Página:
:::

Contos ou crônicas: prefiro chamar de histórias o conjunto de textos vertiginosos apresentados neste livro de Mariana Portela. Pequenas grandes histórias que contêm os elementos essenciais da narrativa: tempo, espaço, personagens e conflitos bem articulados. Embora divididas em seções, seu conteúdo demonstra certa predominância do assunto amor, especialmente, em seus encontros e desencontros [todo livro, de certo modo, é uma história de amor]: E o amor era uma crase. Construídas com um vocabulário rico e variado, em que algumas palavras parecem cheias de frescor de tão pouco usadas: A sabedoria é crudívora. Deliberada ou aparentemente confessionais: Com os olhos inchados de tamanha realidade, sinto-me pequena, frente àquilo que nós não vivemos. De todas as dores, essa, mais clichê, é a que mais dilacera uma alma bipolar: o lado que sonha. É assim que Mariana consegue revirar naufrágios [salvar afogados].

:::

Dados registrados:
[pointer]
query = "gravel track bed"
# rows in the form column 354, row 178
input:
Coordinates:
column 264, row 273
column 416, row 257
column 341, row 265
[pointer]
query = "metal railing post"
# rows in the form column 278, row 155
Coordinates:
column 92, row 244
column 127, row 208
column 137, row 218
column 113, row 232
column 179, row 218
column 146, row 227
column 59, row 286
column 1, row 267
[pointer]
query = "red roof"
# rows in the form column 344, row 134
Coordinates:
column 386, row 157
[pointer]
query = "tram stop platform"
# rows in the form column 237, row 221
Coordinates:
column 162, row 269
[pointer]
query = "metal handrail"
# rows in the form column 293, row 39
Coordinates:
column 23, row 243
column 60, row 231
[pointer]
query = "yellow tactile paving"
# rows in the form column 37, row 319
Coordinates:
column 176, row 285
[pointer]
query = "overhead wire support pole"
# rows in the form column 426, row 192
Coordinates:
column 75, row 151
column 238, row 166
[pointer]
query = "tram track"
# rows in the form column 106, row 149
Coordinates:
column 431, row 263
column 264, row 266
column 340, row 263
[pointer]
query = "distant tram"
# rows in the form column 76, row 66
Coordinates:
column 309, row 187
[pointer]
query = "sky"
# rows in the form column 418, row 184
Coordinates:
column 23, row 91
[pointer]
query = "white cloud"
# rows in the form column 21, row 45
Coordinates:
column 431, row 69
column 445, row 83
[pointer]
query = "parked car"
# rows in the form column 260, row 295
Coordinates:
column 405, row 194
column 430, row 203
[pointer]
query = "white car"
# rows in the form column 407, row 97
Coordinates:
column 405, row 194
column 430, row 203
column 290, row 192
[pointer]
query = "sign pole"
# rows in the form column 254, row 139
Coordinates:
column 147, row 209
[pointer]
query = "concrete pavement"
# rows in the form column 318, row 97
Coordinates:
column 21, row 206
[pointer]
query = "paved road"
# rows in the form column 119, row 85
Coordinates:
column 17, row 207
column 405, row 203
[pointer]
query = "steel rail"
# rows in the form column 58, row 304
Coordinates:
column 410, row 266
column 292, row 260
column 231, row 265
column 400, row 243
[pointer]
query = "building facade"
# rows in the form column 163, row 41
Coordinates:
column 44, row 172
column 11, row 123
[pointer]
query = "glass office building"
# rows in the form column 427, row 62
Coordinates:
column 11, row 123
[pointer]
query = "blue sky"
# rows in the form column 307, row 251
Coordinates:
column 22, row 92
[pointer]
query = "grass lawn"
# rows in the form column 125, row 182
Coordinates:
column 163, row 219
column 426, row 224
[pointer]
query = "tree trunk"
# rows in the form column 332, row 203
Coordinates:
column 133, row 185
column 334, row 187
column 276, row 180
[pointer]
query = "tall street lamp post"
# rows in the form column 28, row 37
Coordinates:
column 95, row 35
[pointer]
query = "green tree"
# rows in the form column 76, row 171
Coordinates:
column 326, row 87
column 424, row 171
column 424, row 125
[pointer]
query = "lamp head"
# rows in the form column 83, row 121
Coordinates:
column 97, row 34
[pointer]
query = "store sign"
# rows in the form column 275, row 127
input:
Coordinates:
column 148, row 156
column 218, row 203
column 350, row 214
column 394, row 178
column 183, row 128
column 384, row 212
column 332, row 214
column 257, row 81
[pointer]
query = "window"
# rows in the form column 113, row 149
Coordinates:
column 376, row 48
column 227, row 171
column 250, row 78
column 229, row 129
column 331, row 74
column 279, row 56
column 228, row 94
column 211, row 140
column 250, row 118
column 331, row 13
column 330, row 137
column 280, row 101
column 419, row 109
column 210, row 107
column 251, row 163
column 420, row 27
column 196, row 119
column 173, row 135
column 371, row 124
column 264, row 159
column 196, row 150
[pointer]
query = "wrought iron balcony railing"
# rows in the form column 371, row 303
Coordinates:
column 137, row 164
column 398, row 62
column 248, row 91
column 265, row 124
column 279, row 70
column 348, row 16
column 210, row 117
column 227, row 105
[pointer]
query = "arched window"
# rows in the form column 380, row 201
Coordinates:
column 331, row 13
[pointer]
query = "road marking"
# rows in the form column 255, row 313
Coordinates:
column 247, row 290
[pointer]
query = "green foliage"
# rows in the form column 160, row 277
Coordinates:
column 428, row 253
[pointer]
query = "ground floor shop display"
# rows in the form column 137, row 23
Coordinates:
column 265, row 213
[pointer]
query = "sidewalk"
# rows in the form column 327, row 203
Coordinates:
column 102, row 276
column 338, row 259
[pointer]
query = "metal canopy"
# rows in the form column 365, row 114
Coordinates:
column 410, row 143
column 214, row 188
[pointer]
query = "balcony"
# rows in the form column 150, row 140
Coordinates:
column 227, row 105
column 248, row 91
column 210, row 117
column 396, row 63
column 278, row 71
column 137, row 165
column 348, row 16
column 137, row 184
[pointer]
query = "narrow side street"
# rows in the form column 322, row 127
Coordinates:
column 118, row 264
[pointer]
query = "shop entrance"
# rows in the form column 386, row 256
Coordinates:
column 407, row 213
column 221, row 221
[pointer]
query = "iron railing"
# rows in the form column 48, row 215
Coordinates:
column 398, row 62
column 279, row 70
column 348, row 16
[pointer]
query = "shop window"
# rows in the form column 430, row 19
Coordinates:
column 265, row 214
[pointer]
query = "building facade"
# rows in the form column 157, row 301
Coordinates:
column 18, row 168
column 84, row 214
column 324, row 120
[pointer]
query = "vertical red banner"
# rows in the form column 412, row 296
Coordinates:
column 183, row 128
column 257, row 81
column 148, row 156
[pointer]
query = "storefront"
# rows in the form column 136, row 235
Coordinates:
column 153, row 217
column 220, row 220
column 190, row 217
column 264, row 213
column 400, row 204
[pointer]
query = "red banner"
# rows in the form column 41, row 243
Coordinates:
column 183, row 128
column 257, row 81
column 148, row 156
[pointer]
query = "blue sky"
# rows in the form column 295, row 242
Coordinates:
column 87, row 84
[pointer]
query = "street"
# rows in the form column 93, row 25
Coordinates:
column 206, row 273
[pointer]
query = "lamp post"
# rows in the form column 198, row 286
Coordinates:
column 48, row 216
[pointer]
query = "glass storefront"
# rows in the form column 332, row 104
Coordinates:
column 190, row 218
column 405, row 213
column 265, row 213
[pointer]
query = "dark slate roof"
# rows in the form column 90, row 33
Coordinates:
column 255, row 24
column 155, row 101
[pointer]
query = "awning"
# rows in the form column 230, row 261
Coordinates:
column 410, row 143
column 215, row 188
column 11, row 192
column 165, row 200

:::

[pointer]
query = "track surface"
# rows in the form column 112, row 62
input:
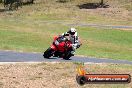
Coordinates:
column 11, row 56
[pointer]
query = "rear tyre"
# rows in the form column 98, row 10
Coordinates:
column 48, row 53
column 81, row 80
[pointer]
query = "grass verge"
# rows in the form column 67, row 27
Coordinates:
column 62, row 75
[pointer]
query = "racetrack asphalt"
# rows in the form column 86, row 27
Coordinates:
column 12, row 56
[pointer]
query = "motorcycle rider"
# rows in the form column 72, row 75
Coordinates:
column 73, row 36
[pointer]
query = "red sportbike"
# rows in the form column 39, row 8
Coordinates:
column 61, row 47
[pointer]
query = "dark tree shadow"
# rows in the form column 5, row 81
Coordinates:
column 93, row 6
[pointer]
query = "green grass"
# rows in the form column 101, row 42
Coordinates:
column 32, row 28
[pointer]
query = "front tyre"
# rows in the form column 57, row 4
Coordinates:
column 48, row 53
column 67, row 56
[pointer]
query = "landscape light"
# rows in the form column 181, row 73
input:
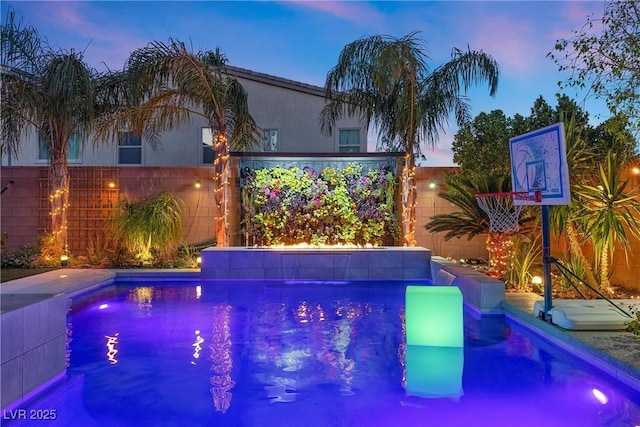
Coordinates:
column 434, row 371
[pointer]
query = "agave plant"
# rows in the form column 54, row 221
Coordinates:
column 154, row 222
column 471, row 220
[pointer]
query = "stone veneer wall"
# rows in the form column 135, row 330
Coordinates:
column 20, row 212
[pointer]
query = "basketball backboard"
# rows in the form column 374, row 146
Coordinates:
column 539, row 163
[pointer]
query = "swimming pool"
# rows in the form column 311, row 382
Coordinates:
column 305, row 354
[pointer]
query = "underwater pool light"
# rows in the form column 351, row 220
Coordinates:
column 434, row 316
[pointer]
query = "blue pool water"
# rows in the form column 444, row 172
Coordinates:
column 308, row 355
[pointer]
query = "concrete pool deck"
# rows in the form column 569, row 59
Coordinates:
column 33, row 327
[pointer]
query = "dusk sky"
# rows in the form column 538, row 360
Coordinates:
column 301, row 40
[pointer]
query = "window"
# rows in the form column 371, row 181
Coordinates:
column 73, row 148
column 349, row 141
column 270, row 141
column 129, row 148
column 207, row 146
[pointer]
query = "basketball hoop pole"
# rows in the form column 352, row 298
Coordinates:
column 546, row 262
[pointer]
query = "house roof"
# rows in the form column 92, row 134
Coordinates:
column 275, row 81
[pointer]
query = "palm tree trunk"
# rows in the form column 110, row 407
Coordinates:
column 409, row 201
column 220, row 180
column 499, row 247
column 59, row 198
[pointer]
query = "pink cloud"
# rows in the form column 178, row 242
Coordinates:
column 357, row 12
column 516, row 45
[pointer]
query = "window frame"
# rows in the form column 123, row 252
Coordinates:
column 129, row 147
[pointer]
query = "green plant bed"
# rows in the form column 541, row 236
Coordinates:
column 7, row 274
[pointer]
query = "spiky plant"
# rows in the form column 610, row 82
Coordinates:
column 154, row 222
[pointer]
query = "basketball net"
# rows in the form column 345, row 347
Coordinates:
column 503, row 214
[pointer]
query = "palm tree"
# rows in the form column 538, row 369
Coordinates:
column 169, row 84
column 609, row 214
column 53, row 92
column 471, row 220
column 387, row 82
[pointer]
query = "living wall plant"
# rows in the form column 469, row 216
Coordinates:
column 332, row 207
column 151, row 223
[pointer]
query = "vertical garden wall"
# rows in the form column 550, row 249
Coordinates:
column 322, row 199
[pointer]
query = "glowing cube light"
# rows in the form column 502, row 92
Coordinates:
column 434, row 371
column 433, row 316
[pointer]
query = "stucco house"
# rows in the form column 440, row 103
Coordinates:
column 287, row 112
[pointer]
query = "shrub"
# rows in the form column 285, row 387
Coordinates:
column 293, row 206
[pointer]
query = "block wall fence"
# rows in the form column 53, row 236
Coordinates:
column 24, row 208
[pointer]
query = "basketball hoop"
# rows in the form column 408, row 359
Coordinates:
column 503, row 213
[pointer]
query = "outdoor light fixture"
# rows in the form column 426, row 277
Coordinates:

:::

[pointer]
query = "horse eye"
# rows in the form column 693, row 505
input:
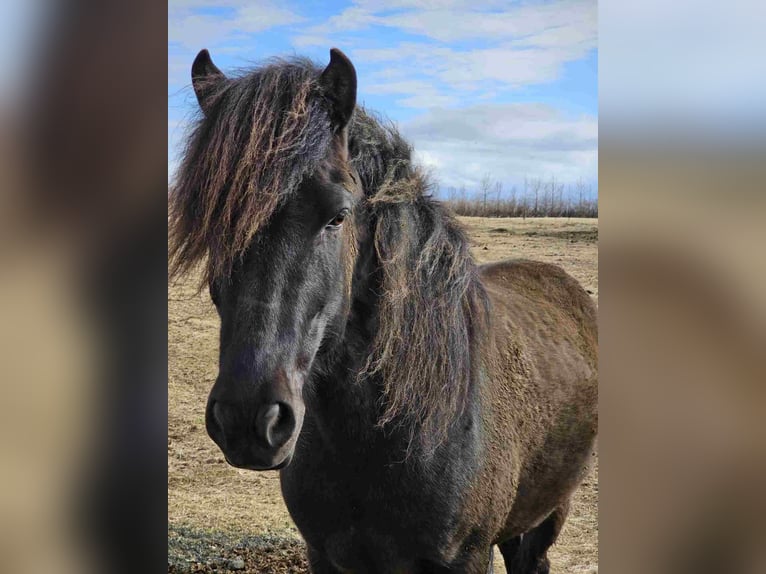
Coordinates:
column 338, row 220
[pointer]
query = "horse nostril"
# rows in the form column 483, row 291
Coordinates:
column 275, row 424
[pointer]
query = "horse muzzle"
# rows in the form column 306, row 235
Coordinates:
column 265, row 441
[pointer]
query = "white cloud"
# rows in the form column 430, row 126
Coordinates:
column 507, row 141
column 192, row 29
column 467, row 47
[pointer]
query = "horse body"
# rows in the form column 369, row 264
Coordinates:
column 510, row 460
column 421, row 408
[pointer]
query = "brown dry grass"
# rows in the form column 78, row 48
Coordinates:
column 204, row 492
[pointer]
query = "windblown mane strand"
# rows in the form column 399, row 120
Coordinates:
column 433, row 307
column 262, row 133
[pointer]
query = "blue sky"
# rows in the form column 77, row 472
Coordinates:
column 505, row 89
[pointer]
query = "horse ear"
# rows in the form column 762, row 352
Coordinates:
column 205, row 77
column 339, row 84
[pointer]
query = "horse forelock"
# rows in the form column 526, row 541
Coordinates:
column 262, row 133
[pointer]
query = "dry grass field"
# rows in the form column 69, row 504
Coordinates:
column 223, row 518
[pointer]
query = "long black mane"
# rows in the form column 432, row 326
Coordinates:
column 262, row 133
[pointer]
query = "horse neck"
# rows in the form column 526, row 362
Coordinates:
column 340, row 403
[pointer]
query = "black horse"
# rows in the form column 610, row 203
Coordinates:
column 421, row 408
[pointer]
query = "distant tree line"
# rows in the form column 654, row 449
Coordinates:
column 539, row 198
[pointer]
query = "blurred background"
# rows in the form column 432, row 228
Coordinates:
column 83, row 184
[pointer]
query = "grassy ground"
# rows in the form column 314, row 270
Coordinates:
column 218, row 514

:::

Traduza para o inglês esta frase da página: "Pequenas grandes histórias que contêm os elementos essenciais da narrativa: tempo, espaço, personagens e conflitos bem articulados."

Resposta do exercício: Small big stories that contain the essential elements of narrative: time, space, characters, and well-articulated conflicts.